• [TASK PROMPT] Can you turn the lines from the start of the items through the line containing "M53 81L48 66L39", inclusive, into a Markdown table with the columns Row and Line, leaving out any blank lines?

* START STORED DATA *

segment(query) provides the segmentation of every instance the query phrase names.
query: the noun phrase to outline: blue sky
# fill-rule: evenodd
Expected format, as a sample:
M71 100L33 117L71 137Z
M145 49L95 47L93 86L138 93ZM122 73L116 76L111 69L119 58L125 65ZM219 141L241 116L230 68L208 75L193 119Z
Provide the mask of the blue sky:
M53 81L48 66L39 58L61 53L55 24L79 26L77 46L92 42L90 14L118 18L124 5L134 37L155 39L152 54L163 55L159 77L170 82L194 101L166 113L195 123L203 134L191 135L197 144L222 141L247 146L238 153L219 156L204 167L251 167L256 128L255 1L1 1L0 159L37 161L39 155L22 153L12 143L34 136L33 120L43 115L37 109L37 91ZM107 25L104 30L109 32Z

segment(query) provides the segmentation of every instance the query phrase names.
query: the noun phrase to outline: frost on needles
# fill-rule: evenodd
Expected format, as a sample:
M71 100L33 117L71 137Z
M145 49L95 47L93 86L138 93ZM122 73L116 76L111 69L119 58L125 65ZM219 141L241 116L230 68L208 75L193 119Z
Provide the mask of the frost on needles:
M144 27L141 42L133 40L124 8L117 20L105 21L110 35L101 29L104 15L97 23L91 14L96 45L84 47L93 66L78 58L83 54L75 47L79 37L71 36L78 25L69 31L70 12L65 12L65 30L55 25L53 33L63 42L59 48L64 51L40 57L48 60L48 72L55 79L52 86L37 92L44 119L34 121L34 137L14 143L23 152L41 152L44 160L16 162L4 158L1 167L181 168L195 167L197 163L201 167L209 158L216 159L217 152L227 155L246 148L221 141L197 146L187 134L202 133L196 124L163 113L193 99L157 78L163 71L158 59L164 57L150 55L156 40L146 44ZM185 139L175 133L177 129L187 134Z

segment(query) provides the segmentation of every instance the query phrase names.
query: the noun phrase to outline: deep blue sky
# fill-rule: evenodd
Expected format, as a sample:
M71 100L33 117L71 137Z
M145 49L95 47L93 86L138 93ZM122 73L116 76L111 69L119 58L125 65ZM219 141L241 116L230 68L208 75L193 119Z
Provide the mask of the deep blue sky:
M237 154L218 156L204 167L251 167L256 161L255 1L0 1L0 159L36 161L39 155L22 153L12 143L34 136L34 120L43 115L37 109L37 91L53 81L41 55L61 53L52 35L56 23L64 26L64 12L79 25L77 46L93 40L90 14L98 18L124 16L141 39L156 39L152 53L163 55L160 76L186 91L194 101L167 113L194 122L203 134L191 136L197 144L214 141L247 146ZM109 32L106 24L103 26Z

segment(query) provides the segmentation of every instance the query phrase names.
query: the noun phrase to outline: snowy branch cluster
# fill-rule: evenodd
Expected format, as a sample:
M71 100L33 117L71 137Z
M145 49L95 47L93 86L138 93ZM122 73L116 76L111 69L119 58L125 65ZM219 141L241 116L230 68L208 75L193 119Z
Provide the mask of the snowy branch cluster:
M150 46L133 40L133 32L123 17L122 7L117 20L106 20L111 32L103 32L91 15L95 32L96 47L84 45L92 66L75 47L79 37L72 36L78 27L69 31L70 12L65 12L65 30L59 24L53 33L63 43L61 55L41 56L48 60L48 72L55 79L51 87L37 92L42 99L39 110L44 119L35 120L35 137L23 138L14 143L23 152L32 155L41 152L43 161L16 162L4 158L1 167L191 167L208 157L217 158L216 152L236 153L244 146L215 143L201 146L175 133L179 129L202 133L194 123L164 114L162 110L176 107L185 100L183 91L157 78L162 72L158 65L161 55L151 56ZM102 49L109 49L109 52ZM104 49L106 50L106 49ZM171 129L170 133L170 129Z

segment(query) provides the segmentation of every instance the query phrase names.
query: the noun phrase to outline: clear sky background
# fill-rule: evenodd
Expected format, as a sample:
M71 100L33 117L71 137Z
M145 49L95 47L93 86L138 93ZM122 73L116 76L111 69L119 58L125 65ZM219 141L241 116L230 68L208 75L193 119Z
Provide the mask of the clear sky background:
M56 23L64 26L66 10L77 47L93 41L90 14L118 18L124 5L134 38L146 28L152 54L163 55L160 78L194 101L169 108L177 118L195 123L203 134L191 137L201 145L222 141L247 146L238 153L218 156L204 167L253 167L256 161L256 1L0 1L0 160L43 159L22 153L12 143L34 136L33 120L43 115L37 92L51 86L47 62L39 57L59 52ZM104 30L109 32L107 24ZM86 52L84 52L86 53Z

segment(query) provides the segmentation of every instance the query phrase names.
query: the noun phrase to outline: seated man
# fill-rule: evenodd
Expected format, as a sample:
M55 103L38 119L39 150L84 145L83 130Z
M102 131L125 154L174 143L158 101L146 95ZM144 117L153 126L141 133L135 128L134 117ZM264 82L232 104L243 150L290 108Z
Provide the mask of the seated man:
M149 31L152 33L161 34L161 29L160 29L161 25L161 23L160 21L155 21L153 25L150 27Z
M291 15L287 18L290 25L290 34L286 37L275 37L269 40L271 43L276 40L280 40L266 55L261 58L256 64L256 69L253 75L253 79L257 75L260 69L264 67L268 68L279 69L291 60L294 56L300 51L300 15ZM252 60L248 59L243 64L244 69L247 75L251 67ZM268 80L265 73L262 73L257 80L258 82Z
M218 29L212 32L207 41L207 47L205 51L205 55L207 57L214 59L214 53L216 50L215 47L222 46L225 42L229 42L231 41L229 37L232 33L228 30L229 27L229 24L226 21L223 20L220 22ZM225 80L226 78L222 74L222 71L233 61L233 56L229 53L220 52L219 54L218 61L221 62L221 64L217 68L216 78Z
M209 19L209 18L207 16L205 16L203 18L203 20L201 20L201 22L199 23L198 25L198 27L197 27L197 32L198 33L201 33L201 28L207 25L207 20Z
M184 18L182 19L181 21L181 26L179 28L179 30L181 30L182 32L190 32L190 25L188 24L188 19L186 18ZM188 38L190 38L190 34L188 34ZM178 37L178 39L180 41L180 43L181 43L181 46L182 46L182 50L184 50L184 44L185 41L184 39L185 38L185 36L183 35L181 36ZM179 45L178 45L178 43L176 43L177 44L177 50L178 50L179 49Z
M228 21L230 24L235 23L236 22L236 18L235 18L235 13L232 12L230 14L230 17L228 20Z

* END STORED DATA *

• [REPLY]
| Row | Line |
|---|---|
| 1 | segment(query) provides the segmentation of every instance the query phrase names. |
| 2 | query: the noun phrase to outline: blue sky |
| 3 | # fill-rule: evenodd |
| 4 | Expected format, as a sample: |
| 5 | M71 100L33 117L71 137Z |
| 6 | M145 49L95 47L93 86L138 93ZM122 73L116 76L111 69L119 58L125 65ZM219 141L241 116L230 68L208 75L193 119Z |
| 7 | Provide the mask of the blue sky: |
| 8 | M53 81L48 66L39 58L61 53L55 24L79 26L77 46L92 42L90 14L118 18L124 5L134 37L155 39L152 54L163 55L159 77L170 82L194 101L166 113L195 123L203 134L191 135L197 144L222 141L247 146L238 153L219 156L204 167L251 167L256 128L255 1L1 1L0 159L37 161L39 155L22 153L12 143L34 136L33 120L43 115L37 109L37 91ZM107 25L104 30L109 32Z |